### Given text

━━━

Tech giants point to new talent as primary reason for Toronto investment

By Tina Yazdani

With some of the best post-secondary institutions in the world, Toronto is attracting, retaining and developing more talent than any other city in North America right now.

That’s according to industry leaders, who point to talent as one of the primary reasons two major tech players announced plans to expand in Toronto this week.

“When these companies are coming in, they’re not bringing thousands of people with them, they want to access what’s here,” said Toby Lennox, Toronto Global CEO.

“We talk to companies all the time from around the world and it’s three things – talent, talent, talent. It’s really amazing,” he said.

Microsoft is investing in a huge new office downtown and Uber is revving up its Canadian operations with a new engineering hub in Toronto, as well as the expansion of their self-driving vehicle centre in the city.

“We’re going to offer opportunities for current Uber engineers to re-locate from various company sites to Toronto, and we expect a lot of them to take us up on that,” said Uber CEO Dara Khosrowshahi. “This is a pretty nice place to live, the cost of living is pretty attractive compared to San Francisco.”

While rent is skyrocketing across the city – with a downtown condo ringing in at a record average $2,300 a month – tech leaders say this market is actually reasonable for young adults in the industry, used to paying over $1,000 more in the Bay Area.

“If you’re, for instance, trying to work in Silicon Valley, you can’t afford to buy a house on a regular technology salary,” said Axle Davids, Vice President of Brand for Swift Medical. “Whereas in a place in Toronto you can. So there’s a lot of appeal for people to be here.”

But Toronto still faces challenges when it comes to being taken seriously by the tech world at large.

━━━

### Records provided
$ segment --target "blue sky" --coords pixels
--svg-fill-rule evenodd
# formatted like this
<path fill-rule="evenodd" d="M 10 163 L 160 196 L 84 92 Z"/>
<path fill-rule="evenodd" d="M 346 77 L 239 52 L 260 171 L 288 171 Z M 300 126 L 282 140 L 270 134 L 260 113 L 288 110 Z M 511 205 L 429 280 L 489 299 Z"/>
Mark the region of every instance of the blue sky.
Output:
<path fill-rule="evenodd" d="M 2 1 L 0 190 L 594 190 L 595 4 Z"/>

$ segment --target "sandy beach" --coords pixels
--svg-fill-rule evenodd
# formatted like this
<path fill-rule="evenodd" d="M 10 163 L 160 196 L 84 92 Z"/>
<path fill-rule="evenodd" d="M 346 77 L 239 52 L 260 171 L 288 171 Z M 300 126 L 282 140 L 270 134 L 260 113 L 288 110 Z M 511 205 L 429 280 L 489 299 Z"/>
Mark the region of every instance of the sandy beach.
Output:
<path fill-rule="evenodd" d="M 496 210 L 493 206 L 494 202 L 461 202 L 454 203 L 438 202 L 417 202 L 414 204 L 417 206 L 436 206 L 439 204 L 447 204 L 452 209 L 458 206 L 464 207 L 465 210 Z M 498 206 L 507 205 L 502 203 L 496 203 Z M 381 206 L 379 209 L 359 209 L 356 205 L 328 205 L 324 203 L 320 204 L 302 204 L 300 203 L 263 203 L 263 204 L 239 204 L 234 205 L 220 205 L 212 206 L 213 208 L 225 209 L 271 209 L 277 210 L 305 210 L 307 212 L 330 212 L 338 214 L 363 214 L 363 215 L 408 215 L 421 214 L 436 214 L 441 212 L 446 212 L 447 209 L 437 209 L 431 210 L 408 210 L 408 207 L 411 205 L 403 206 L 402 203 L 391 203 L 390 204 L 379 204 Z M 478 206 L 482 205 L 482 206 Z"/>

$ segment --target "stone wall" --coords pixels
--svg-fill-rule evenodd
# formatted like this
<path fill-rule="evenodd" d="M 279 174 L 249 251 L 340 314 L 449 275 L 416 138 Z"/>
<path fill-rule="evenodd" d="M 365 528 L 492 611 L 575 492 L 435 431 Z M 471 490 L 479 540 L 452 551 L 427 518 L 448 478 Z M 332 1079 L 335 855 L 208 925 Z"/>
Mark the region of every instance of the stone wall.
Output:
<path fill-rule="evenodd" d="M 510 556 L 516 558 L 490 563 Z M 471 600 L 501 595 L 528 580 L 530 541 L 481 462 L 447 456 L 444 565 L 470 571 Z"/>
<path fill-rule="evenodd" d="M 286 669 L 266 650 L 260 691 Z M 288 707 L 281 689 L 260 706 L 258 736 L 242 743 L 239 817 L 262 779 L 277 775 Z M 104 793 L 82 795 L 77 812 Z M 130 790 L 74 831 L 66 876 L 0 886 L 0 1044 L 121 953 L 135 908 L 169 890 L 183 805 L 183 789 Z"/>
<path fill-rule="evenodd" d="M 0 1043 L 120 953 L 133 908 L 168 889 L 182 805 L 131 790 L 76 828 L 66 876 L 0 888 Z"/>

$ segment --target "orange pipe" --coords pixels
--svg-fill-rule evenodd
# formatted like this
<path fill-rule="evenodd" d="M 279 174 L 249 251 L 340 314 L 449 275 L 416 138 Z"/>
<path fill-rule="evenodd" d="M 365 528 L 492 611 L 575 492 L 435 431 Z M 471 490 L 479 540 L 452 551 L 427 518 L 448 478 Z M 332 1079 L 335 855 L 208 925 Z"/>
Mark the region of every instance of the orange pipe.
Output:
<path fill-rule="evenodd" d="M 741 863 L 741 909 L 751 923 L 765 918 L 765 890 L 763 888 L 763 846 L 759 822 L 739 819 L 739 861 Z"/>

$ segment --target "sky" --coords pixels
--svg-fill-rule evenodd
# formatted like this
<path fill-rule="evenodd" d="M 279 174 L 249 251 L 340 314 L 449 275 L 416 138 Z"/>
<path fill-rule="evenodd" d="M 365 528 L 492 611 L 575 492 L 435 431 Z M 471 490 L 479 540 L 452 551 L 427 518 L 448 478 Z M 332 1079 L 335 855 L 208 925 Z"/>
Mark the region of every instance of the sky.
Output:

━━━

### Brief 1
List each person quoted in the article on tech investment in Toronto, with the title or role the article gives for them.
### Brief 2
Continue the article on tech investment in Toronto from its last sentence, about the challenges the city faces in being taken seriously by the tech world.
The records have no connection to the article on tech investment in Toronto.

### Answer space 1
- Toby Lennox, Toronto Global CEO
- Dara Khosrowshahi, Uber CEO
- Axle Davids, Vice President of Brand for Swift Medical

### Answer space 2
“Let’s not overestimate our profile. In the United States we’re still a bit of an odd outlier,” said Lennox.

It helps that Toronto is becoming well-known for some interesting innovations – a prime example: artificial intelligence.

“Some of the best AI experts are here in Canada,” said Jaxson Khan of Nudge AI.

“This is unbelievable that we have this huge mass of experts here. And the fact is, dozens of research scientists have also come up from the U.S. in the past year simply because of all the networks and hubs that we’re creating here.”

Also putting Toronto on the map: It’s the only Canadian city to make the cut on Amazon’s shortlist for its second headquarters.

Toronto Global, the company that put together the bid on Toronto’s behalf, tell us they haven’t heard anything yet, but they are hopeful.

“The profile that we get through Amazon means that we’ve already won this bid,” said Lennox.

“It’s been a great boost for us. We’ll find out what’s going on, but let’s just keep the pressure on bringing those other companies to develop the homegrown talent we need to.”

The new investments are also expected to create hundreds of jobs in the city. Microsoft reportedly expects to create 500 jobs by 2022, as well as 500 co-op and internship positions.